(Stored data entries)

============================================================

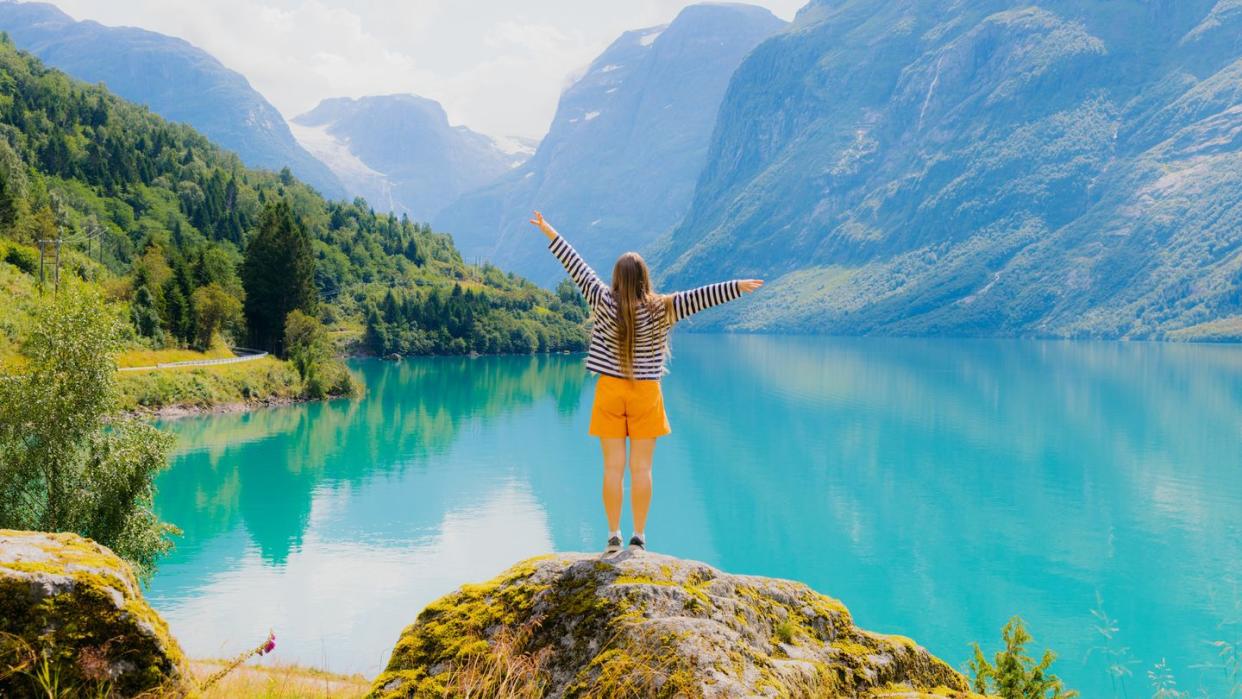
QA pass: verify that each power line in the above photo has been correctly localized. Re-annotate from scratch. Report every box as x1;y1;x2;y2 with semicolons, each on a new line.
37;233;62;296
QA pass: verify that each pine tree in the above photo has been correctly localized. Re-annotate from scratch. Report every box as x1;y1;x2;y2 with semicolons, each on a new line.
130;284;165;346
162;278;190;344
969;617;1077;699
242;201;317;355
162;257;195;343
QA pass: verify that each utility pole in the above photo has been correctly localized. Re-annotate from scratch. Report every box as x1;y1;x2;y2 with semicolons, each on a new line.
40;192;64;296
38;238;63;295
54;229;61;295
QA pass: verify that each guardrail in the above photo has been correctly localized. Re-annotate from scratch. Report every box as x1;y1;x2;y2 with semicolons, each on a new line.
118;348;269;372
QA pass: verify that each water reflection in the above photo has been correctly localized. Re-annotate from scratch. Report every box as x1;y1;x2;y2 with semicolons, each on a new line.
147;336;1242;695
659;336;1242;697
155;355;588;565
148;354;590;671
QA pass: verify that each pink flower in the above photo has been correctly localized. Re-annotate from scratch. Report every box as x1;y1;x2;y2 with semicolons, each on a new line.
259;631;277;655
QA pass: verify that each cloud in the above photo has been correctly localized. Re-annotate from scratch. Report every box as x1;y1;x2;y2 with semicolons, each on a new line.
48;0;805;138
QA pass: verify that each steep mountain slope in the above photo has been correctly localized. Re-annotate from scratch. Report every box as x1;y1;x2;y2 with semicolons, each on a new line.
290;94;525;221
0;1;345;197
434;3;786;286
652;0;1242;339
0;35;586;356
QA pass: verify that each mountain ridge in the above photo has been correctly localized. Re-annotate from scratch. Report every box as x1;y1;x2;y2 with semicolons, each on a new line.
290;93;524;221
434;2;787;287
0;34;587;360
0;1;346;197
651;0;1242;340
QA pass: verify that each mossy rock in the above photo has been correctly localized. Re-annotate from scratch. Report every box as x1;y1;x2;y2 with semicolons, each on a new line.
370;552;986;698
0;529;190;698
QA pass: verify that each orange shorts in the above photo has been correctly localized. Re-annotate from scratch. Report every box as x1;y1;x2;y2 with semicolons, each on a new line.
588;375;671;439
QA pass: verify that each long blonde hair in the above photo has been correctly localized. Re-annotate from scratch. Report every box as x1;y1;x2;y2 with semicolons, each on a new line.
610;252;674;379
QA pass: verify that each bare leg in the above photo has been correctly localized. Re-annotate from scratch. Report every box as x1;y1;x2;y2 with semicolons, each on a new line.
600;437;627;533
628;438;656;535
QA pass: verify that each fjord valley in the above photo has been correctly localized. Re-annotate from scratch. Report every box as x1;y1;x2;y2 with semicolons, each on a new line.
0;32;587;410
434;2;788;287
650;0;1242;340
2;1;1242;697
290;94;531;222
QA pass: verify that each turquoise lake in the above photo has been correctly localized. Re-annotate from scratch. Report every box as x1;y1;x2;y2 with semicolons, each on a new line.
147;335;1242;696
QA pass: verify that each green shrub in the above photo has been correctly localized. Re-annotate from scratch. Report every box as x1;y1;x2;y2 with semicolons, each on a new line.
0;282;178;578
969;616;1077;699
2;241;37;274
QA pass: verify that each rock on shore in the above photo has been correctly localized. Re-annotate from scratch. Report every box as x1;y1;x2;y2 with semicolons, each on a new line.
371;551;983;698
0;530;189;697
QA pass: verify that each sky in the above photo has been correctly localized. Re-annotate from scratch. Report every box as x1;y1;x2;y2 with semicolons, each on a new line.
51;0;806;140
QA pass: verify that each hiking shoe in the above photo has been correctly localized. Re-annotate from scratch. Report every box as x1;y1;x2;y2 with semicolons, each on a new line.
628;535;646;552
604;535;623;554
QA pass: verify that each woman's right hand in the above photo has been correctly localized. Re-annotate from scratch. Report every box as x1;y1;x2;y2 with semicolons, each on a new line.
529;210;558;240
739;279;764;293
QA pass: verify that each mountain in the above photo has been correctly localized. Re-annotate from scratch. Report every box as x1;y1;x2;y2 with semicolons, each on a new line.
0;34;586;356
434;3;786;286
0;1;345;198
651;0;1242;340
290;94;526;221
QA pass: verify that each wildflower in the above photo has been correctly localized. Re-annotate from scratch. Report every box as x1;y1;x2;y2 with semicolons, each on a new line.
198;630;279;691
260;631;276;656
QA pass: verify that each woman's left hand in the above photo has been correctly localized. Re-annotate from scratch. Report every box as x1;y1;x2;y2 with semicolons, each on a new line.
529;211;558;240
739;279;764;293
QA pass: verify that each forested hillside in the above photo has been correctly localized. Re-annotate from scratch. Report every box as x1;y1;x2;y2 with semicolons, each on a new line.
0;34;586;360
0;1;346;197
652;0;1242;340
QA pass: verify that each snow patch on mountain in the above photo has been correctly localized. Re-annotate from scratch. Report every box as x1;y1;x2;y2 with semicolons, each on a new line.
489;134;539;165
289;122;384;180
289;120;398;212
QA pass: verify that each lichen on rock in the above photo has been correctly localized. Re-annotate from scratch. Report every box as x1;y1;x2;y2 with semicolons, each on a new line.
370;551;985;698
0;529;190;697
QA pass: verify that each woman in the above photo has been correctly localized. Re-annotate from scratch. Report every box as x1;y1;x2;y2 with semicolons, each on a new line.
530;211;763;553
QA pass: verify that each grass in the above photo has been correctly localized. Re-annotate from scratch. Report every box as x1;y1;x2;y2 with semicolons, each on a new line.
191;660;369;699
1166;315;1242;342
116;345;236;368
326;321;366;355
116;356;303;413
0;261;37;368
438;623;551;699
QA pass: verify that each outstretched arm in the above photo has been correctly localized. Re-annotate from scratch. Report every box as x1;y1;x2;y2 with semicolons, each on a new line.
671;278;763;322
530;210;606;307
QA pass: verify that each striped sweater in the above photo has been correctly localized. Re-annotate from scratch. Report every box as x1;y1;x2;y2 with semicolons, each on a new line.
549;235;743;380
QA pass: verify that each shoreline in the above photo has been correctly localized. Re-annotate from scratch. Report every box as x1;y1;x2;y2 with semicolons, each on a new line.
123;395;313;421
124;348;586;421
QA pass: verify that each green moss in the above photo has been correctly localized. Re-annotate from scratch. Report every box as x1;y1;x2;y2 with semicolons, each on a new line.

============================================================

- **EXERCISE BRIEF**
Your task is to restate every record word for word. Omit all pictures.

- **YOUR RESPONSE**
QA pass: verify that each power line in the above photo has been correctly localized. Re-annotate from scratch. Report every box as x1;y1;x2;y2 with semicolons, each on a new line.
37;233;62;296
QA pass: verify that each pine tree in the above photo has been correctly localized. Re-annotate from scratch. Report every box as x1;y1;x2;y2 with semicolons, each on a new line.
130;284;165;346
162;278;190;344
969;617;1077;699
242;201;317;355
162;257;195;343
QA pass: verify that each utility pole in the above photo has been correctly localized. Re-annotate from scratch. Report every box as x1;y1;x2;y2 with semicolons, each on a new line.
40;192;64;296
38;238;63;295
54;229;61;295
QA pass: verify that each guardrail in the above photo has been correctly localized. Re-annotate from scratch. Report every box as x1;y1;x2;y2 with semicolons, each on a new line.
118;348;269;372
QA pass: verify that each water reflection in the above photo has been correctly localized. Re-annotate from scratch. Report every box as x1;y1;x2;y2 with semicolons, each on a new line.
147;336;1242;695
659;336;1242;697
155;355;588;565
148;354;590;671
QA pass: verify that each pink flower in the above photo has been correctly localized. Re-annotate from scratch. Report every box as x1;y1;x2;y2 with semicolons, each on a new line.
259;631;277;655
QA pass: verify that each cloud in the above photo has been correctly localized. Re-annotate from scratch. Report every box as x1;y1;x2;y2 with semicolons, each on a new line.
48;0;805;138
QA pass: verify that each steep mountain slope in the above photo has been correctly localized. Re-annotate from scratch. Report every box as x1;y1;x2;y2 with semicolons, each on a new line.
290;94;525;221
0;1;345;197
434;3;786;286
652;0;1242;339
0;35;586;356
QA pass: verify that each mountain ridge in the above photo has been correctly localized. Re-annotate from scratch. Report every box as x1;y1;x2;y2 with semicolons, each on a new line.
290;93;524;221
434;2;787;287
0;34;587;360
0;1;346;197
651;0;1242;340
QA pass: verify that each mossy rock in the above photo has been correctly localized. Re-annotate from scratch. Report every box as x1;y1;x2;y2 with semicolons, each on a new line.
370;552;986;698
0;529;190;698
QA pass: verify that each orange shorts in the above photo has been correctly localized. Re-annotate from scratch. Report every box as x1;y1;x2;y2 with semicolons, each on a new line.
588;375;671;439
QA pass: verify that each long blonde hair in the above photo has been correctly localized. Re-annotate from scratch. Report every box as x1;y1;x2;y2 with semicolons, each on a new line.
610;252;674;379
QA pass: verify that each bare leg in the above photo has been correctly localized. Re-annotate from scratch. Report every box as x1;y1;x2;y2 with semicolons, each on a new line.
600;437;627;533
628;438;656;535
QA pass: verify that each fjord valley in the above photo has been correctly localized. Re-annotate from scratch. Report every box as x1;y1;x2;y2 with semicolons, each on a new line.
0;32;587;410
434;2;788;287
650;0;1242;340
2;1;1242;697
290;94;531;222
QA pass: verify that each turquoise lake in the above photo has been correctly localized. Re-annotate from scratch. Report every box as x1;y1;x2;y2 with semicolons, each on a new line.
147;335;1242;696
QA pass: verify that each green shrub in the above photo has been correctly localized. Re-annotate from scratch. Report every box as x1;y1;x2;y2 with semicolons, each on a new line.
0;282;178;578
969;616;1077;699
2;241;37;274
QA pass: verify that each rock on shore in the above photo has been correctly localized. Re-annotate from scratch. Report every box as x1;y1;x2;y2 with semicolons, each on a new line.
371;551;983;698
0;530;189;697
QA pass: verify that each sky in the above photo has been correctly localized. Re-annotate from scratch. Report every box as x1;y1;x2;y2 with semicolons, each on a new line.
51;0;806;140
QA pass: verify that each hiking shoe in the above photo has been correctly localized. Re-annotate from scratch. Report every box as x1;y1;x2;y2 with semicolons, each on a new line.
628;535;646;552
604;535;623;554
QA pass: verify that each woman's right hand in the above photo has been correctly localized. Re-annotate from scratch. Report every box as x1;y1;x2;y2 with semicolons, each on a new line.
529;210;558;240
739;279;764;293
QA pass: verify that each mountain in the above photo has been correctly localized. Re-annotate from scratch. Report every box as x1;y1;x2;y2 with semicolons, each on a new line.
0;34;586;356
434;3;786;286
0;1;345;198
651;0;1242;340
290;94;526;221
QA pass: verify that each wildflower in the above photo has been correctly localized. Re-annotate from scratch. Report every box as x1;y1;x2;y2 with semicolons, each on a new line.
198;630;279;691
260;631;276;656
QA pass: verify that each woman's left hand in the above photo has been correctly localized. Re-annotate from scratch. Report every box as x1;y1;x2;y2 with semicolons, each on a new line.
529;211;558;240
739;279;764;293
QA pass: verify that each forested hillside in the above photo has been correctly localized. Re-annotate from scratch. Report every box as x1;y1;x2;y2 with semicolons, each on a new line.
0;34;586;360
0;1;346;197
652;0;1242;340
QA pass: verify that each snow patch on mountain in the above photo has been correctly localized. Re-annotate from scratch. Report every box as x1;y1;x2;y2 with semicolons, each on a new line.
489;134;539;165
289;122;384;180
289;120;398;212
QA pass: verify that each lichen on rock in the above photo has been correctly localized. Re-annotate from scratch. Report every box as x1;y1;x2;y2 with semicolons, each on a new line.
370;551;985;698
0;529;190;697
QA pass: verify that each woman in the above photo has been correctly localized. Re-annotate from scratch. Report every box as x1;y1;x2;y2 with semicolons, each on a new line.
530;211;763;553
QA pass: verify that each grass in the above photo has been correctly localized. Re-annotate from scratch. Report every box as x1;y1;x2;y2 with semicolons, each on a new line.
191;660;369;699
1166;315;1242;342
116;345;236;368
326;321;366;355
116;356;303;413
0;261;37;368
438;623;551;699
QA pass: verify that each outstretched arm in the above photo has been correctly localized. Re-annotate from scratch. Report every box as x1;y1;x2;y2 with semicolons, each on a new line.
671;278;763;322
530;210;606;307
QA pass: verify that each striped sweater in the above photo has been correctly localized. Re-annotate from scratch. Report every box as x1;y1;x2;y2 with semicolons, each on a new line.
549;235;743;380
QA pass: verify that each shoreline in the above photo has been correctly localized. Re-annotate from scratch. Report every box as x1;y1;x2;y2 with semicolons, each on a new line.
123;395;313;421
124;348;586;421
QA pass: verify that each green moss in the above photo has been correctly localized. Re-annotate from scratch. Report every box as x1;y1;x2;y2 with semicolons, each on a new line.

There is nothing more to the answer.